[Image-grounded pointing data]
*** Block opens ***

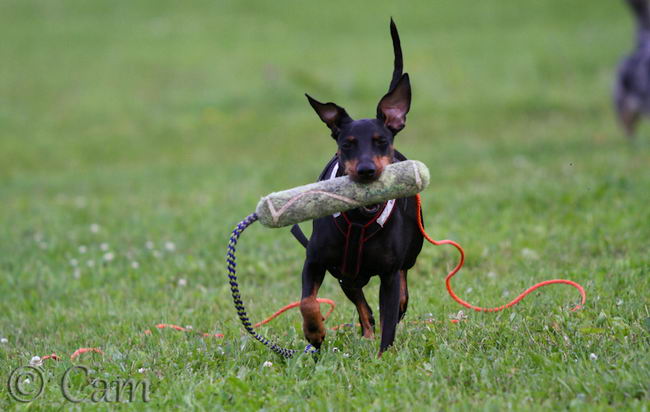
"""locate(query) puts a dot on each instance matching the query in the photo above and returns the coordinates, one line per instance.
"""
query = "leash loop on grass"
(461, 261)
(236, 295)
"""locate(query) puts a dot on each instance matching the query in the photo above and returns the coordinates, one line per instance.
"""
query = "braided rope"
(236, 296)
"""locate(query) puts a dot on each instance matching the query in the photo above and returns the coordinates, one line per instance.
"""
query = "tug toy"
(402, 179)
(312, 201)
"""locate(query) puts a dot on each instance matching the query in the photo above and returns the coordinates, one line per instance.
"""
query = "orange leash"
(461, 261)
(330, 302)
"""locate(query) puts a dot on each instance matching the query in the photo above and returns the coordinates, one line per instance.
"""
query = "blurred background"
(135, 134)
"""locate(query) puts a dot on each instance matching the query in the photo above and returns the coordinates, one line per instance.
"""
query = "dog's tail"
(641, 11)
(398, 65)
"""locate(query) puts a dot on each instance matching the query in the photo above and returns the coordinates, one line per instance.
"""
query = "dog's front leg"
(312, 319)
(389, 300)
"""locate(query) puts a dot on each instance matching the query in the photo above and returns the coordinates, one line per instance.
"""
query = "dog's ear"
(331, 114)
(394, 106)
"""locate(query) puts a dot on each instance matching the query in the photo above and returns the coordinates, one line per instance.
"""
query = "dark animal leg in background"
(312, 319)
(389, 299)
(366, 319)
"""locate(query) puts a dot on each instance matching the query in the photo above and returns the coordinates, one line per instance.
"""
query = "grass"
(160, 121)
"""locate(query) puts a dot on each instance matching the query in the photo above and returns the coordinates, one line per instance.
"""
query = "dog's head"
(365, 146)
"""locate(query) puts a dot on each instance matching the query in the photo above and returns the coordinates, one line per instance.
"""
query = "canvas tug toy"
(279, 209)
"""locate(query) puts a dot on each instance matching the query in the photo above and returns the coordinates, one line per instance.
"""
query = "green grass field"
(135, 135)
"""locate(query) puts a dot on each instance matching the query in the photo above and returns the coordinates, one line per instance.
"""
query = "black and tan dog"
(632, 86)
(381, 240)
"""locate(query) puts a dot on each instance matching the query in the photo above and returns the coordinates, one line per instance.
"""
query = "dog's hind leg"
(403, 294)
(389, 300)
(366, 319)
(312, 319)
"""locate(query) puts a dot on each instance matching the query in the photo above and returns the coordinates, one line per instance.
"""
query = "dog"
(632, 85)
(381, 240)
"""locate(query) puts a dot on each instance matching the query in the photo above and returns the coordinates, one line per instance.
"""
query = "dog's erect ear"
(394, 106)
(331, 114)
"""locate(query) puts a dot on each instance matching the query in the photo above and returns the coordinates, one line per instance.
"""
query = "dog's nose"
(366, 171)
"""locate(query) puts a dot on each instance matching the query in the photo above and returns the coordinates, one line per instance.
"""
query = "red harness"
(356, 234)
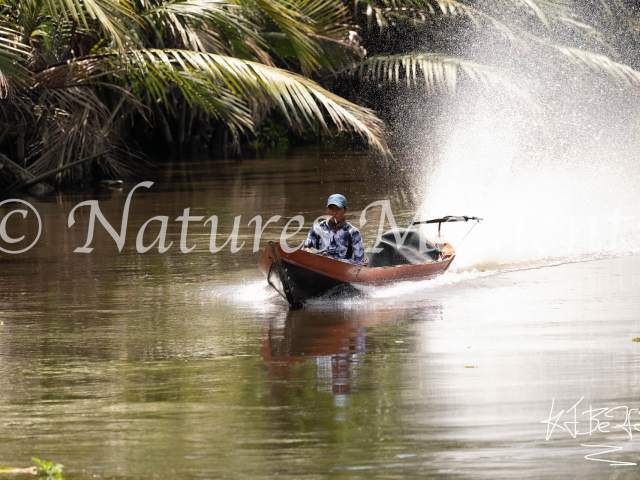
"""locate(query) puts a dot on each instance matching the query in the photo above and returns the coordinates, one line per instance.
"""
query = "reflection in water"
(129, 366)
(334, 340)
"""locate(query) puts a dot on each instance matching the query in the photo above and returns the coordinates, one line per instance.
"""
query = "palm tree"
(73, 72)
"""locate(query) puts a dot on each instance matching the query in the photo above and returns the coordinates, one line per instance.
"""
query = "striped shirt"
(341, 244)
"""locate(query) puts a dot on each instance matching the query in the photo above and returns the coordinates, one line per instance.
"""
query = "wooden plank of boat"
(301, 275)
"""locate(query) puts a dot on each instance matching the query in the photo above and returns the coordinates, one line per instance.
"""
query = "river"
(135, 365)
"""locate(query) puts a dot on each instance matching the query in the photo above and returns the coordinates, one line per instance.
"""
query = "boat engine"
(415, 248)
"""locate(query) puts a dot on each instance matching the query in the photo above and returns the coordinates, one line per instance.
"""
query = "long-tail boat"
(399, 255)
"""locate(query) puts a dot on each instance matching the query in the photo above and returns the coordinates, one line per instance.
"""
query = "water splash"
(557, 185)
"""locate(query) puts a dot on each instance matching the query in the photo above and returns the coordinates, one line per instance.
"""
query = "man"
(336, 238)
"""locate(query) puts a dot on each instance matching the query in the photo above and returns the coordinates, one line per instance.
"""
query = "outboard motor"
(415, 248)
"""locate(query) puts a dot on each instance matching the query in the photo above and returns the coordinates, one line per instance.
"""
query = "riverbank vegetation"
(106, 80)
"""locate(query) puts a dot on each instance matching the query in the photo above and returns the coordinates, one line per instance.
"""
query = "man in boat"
(335, 237)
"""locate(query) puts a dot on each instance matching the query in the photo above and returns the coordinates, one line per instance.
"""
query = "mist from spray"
(555, 182)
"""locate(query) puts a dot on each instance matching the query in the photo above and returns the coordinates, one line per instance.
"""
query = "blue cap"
(338, 200)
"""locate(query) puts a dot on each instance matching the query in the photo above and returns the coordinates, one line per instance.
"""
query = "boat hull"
(300, 275)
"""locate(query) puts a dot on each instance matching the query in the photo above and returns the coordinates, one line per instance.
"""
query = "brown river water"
(186, 365)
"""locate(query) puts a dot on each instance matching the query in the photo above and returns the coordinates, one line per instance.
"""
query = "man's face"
(335, 212)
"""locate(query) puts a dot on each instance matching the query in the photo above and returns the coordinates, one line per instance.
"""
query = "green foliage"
(49, 470)
(76, 74)
(271, 135)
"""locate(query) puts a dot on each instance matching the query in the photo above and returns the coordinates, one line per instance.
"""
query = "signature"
(595, 420)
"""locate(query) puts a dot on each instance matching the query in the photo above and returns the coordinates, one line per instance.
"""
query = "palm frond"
(602, 64)
(438, 73)
(302, 101)
(114, 17)
(295, 25)
(13, 57)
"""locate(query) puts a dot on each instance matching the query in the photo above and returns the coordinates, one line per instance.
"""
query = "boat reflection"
(333, 341)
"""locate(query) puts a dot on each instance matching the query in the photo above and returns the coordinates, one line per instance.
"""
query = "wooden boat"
(301, 275)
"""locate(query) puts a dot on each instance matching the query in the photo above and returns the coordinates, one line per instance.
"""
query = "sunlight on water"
(254, 292)
(401, 289)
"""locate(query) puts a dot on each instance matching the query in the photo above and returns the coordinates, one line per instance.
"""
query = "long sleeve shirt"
(340, 244)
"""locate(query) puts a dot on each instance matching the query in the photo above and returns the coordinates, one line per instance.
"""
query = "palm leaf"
(437, 72)
(114, 17)
(302, 101)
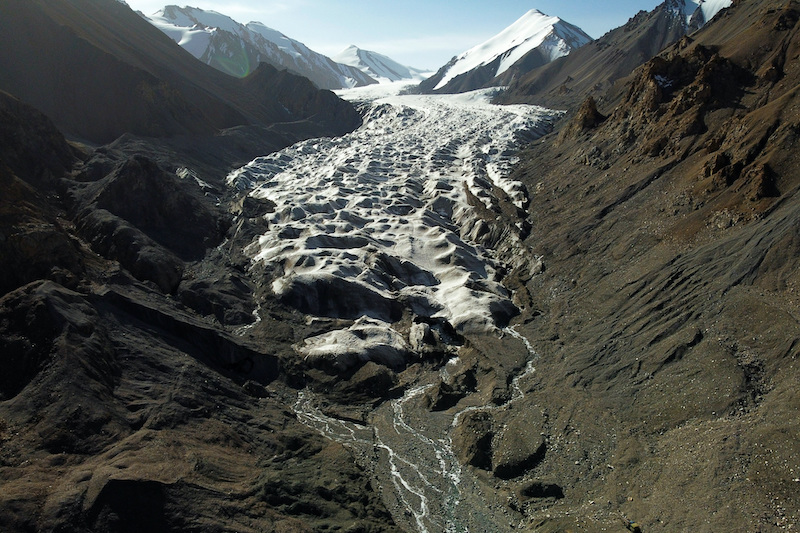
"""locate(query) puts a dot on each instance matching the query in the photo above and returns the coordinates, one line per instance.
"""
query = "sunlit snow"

*** Block closes ***

Could every entry be restated word for word, pictures excluded?

_Task response_:
"""locate(query) puts a dot on each instance matching the query in the photo above and returns the coordinates, one line per instance.
"""
query = "leash loop on grass"
(461, 261)
(236, 295)
"""locate(query) puts a dot on each instance matching the query in the photo above and returns the coordinates, one line per instance.
"""
query = "braided rope"
(236, 296)
"""locate(query) puts a dot on each instance matching the query in the photo above and returns the coordinates, one line per instance.
"""
query = "tug toy"
(402, 179)
(312, 201)
"""locate(query) puts a dot on each instance matching the query in the photo above and returns the coordinates, one line per instance.
"""
query = "orange leash"
(461, 261)
(330, 302)
"""locate(query) puts a dot on each instance matching the query in the photo above and returns the coordinates, one line per instance.
"""
query = "blurred background"
(135, 134)
"""locate(query) puts a dot on each instance matching the query in the photo above and returns the coordinates, one line per instance.
"""
query = "dog's tail"
(641, 11)
(398, 65)
"""locate(query) puts a dot on each instance matching the query in the photo above and returns the coordinates, one line per instance.
"""
query = "dog's front leg"
(312, 319)
(389, 300)
"""locate(query) puts a dot on each instance matching the query in the photo above and returns the coordinates, one line per instance.
"""
query = "dog's ear"
(331, 114)
(394, 106)
"""locate(query) puts a dot on each instance matching the query in the photo above and returns the coordinates, one line per instance.
"""
query = "dark animal leg in background"
(312, 319)
(389, 299)
(366, 319)
"""locate(query) puts a dot on each instance matching the query in the photo above and returns the coordinates, one line per instance.
"""
query = "grass"
(160, 121)
"""locate(query) puts a dot on each instance matching the query in the photo above and returns the coordinates, one line per instance.
"""
query = "dog's head"
(365, 146)
"""locate(query) puts a dot on each instance matching the query in the photo above and returns the coordinates, one line per instance.
"""
query = "canvas tug toy"
(279, 209)
"""locate(query) puts a dot on each instance matching the query in the photo above and returns the coordinates, one line per instance.
"""
query = "green grass field"
(135, 135)
"""locate(query) puts a dot on each instance matching the query in the photo above and returns the coordinates, one line per instance.
"""
query = "black and tan dog"
(632, 86)
(381, 240)
"""locate(query) puts a dot on each instance matching the query in the photo above and returns the coordinates, one line per instance.
"""
query = "dog's hind leg"
(403, 294)
(389, 300)
(366, 319)
(312, 319)
"""locate(query) puts a dot on each instance matching the query in the photo above and returns the coordinates, one line per instance.
"""
query = "dog"
(632, 85)
(381, 240)
"""locate(query) puts a dot on each instance matching the query in the photo above and returns the coordinates, one line per instance.
"""
query = "dog's erect ear"
(394, 106)
(331, 114)
"""locate(query) puts a dot on each instance matching the query in the photo above and returns the coordinates, one line per instance.
"""
query = "dog's nose"
(366, 171)
"""locate(query) puts a dot on each instance matching the query in the photo above and returns the coordinates, one line per instance.
"""
query = "red harness"
(356, 234)
"""locate(query) puts a dot on each instance matching the query in the photo above and returns the coordinates, one line per instance.
"""
query = "reflection in water"
(129, 366)
(334, 340)
"""locate(query) puts a dot on each instance matching the query in the photo above and returns the coordinates, one line per instance.
"""
query = "palm tree"
(73, 72)
"""locate(query) puts a dot on each instance matching the query in the photo above and returns the coordinates, one line per instance.
"""
query = "striped shirt"
(341, 244)
"""locate(query) puts a dot on each instance matching the query in the photo above and returns the coordinates, one line per instance.
"""
query = "wooden plank of boat"
(301, 275)
"""locate(query) puts a dot on each instance matching the query in the photo above and returns the coordinates, one line per instance.
"""
query = "river"
(135, 365)
"""locate(query) puts a dot on each instance matching the query in the photo above and returns the coordinates, one line per instance.
"""
query = "boat engine"
(415, 248)
"""locate(query) puts a dot on each instance matching the query in the photo above and returns the coordinates, one line per instance.
"""
query = "long-tail boat"
(399, 255)
"""locate(query) puts a dot on each instance matching the query in the photo above and returns the coordinates, one line per instance.
"""
query = "water splash"
(557, 185)
"""locate(query) puts a dot on each instance matching the query in the photo above and returns the coordinates, one line per instance.
"""
query = "man"
(336, 238)
"""locate(query) puts a dot on each instance matching the query in the photo above and returns the coordinates, one line per instance.
"""
query = "outboard motor"
(415, 248)
"""locate(query) puts a dot on each instance matching the query in the photo above and returns the coordinates, one line per instance.
"""
query = "riverbank vegetation"
(106, 80)
"""locate(query) puts a dot on each instance matching the query in the photo above and returns the coordinates, one line per instance.
"""
query = "man in boat"
(335, 237)
"""locate(query) puts a dot on each instance matching the query in the photo above and returns the coordinates, one line per instance.
"""
query = "mist from spray"
(555, 182)
"""locate(query) puts a dot on each instance matching the query in the photo above and returns the coordinates, one line per instance.
"""
query = "blue cap"
(338, 200)
"""locate(query) puts a dot on each instance matching the query in the photo above and returns the coordinates, one line per instance.
"""
query = "boat hull"
(300, 275)
"""locate(query) puts a dot on each instance matching the query in the photo above and returns the coordinates, one line per instance.
"""
query = "brown river water"
(186, 365)
"""locate(query) puts a dot on each instance matching the query in the photo above and returns the coordinates, one line per instance.
"""
query = "man's face"
(335, 212)
"""locate(query) puts a dot on each instance matching the query in the photo above and returns the coordinates, one line per instance.
"""
query = "green foliage"
(49, 470)
(76, 74)
(271, 135)
"""locate(query) puts a dot on each instance matching the query in the photo above and returns the coordinates, one line per instance.
"""
query = "signature"
(595, 420)
"""locate(query) puts a dot on each instance matching the query in the photo above and returns the coordinates, one line per instance.
"""
query = "palm frond"
(602, 64)
(438, 73)
(302, 101)
(114, 17)
(295, 25)
(13, 57)
"""locate(query) puts a dot on each instance matching the query in the photo above and returns the coordinates, one line per instance.
"""
query = "boat reflection"
(333, 341)
"""locate(query) puts a dot on each instance matching the query in the photo above and returns the coordinates, one line per instance.
"""
query = "wooden boat"
(301, 275)
"""locate(query) puts a dot on each instance matching the query in the photo above and returns the coordinates, one line per instance.
"""
query = "sunlight on water"
(254, 292)
(401, 289)
"""locate(query) puts a dot on each instance matching the query in the photo above and returns the coordinates, one line per instance.
"""
query = "long sleeve shirt"
(340, 244)
"""locate(query) puts a dot on each instance matching the query in the photo above and returns the coordinates, one line per instance.
"""
query = "palm leaf"
(437, 72)
(114, 17)
(302, 101)
"""locate(query) puts a dot on each instance matching the query in the photo above and returns the coordinates, one line per instance.
"""
query = "sunlit snow"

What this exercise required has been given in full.